Selection:
Based on indigenous knowledge, this low-cost solution protects the banks from erosion. The fences reduce the speed of the monsoon water flow. Silt gathers next to them, creating a natural flood barrier and channelling the water midstream.
There are bundles of fences at vulnerable points along the banks, so the locals have developed a word for this process derived from the English word “bundle” – they call it bandalling.
The Jinjiram
Flowing almost parallel to the Brahmaputra near the left bank of the mighty river, little Jinjiram enters Bangladesh in the northern district of Kurigram. It flows another 60 kilometres before joining the Brahmaputra.
It is smaller than the other transboundary rivers that flow into the Brahmaputra in this area such as the Teesta, Dudhkumar or Dharla. But Jinjiram does have its own little tributaries – the rivers Kalo and Donni.

Problem set:
a) In the river passage, which district of Bangladesh does the Jinjiram enter?
b) Please write out the river passage from "The Jinjiram" up to and including "Kalo and Donni.".

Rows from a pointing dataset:
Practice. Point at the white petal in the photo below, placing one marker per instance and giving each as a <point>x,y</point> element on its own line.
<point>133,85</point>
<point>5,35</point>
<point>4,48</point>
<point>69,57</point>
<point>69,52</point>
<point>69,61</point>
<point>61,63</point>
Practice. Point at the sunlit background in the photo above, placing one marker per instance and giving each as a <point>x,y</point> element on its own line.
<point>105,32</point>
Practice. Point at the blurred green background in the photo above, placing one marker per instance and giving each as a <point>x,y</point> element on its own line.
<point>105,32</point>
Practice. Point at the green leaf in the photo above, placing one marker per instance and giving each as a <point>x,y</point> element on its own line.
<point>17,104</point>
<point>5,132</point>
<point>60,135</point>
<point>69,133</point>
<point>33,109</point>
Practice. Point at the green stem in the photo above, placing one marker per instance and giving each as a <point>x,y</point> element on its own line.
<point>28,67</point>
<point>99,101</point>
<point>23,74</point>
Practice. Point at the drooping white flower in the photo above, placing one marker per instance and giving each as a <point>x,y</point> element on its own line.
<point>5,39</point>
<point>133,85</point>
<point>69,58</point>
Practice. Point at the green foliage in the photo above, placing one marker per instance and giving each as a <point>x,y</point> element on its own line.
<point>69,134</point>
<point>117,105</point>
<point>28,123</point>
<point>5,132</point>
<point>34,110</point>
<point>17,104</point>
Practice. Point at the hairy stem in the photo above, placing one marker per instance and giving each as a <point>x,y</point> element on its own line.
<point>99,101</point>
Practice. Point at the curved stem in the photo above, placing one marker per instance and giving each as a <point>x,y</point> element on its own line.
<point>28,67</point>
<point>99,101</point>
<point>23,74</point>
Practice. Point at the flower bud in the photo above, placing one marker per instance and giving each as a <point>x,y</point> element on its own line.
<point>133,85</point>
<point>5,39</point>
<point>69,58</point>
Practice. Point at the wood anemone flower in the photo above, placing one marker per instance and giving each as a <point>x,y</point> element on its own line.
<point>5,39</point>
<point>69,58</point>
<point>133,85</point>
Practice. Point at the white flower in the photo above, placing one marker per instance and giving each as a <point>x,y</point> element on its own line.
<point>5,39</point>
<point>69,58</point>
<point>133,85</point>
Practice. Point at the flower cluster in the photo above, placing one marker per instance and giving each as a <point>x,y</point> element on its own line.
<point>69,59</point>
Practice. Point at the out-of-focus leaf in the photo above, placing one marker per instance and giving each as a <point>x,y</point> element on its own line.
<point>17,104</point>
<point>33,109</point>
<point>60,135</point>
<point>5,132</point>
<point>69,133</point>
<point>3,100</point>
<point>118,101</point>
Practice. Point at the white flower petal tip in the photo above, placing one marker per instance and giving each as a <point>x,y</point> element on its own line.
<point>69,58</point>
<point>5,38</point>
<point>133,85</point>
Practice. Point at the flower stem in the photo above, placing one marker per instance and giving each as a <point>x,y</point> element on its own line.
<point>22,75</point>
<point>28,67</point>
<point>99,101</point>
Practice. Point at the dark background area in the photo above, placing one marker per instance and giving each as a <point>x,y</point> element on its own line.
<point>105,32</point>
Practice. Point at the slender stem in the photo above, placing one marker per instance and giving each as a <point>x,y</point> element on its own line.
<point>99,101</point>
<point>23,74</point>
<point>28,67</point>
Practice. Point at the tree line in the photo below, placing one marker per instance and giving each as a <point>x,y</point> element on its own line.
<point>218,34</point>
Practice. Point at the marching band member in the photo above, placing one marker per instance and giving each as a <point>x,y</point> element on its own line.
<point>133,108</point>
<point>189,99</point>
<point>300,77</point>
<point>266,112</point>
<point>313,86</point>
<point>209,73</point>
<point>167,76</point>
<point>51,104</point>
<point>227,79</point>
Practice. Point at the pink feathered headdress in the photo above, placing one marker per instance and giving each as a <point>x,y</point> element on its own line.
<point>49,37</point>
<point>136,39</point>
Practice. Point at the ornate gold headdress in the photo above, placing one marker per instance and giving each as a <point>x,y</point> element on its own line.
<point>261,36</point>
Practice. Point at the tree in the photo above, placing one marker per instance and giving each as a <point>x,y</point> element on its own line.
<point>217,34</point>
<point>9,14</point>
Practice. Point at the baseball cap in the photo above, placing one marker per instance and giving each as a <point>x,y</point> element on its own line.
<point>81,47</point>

Solutions to each task:
a) Kurigram, in the north of Bangladesh.

b)
The Jinjiram
Flowing almost parallel to the Brahmaputra near the left bank of the mighty river, little Jinjiram enters Bangladesh in the northern district of Kurigram. It flows another 60 kilometres before joining the Brahmaputra.
It is smaller than the other transboundary rivers that flow into the Brahmaputra in this area such as the Teesta, Dudhkumar or Dharla. But Jinjiram does have its own little tributaries – the rivers Kalo and Donni.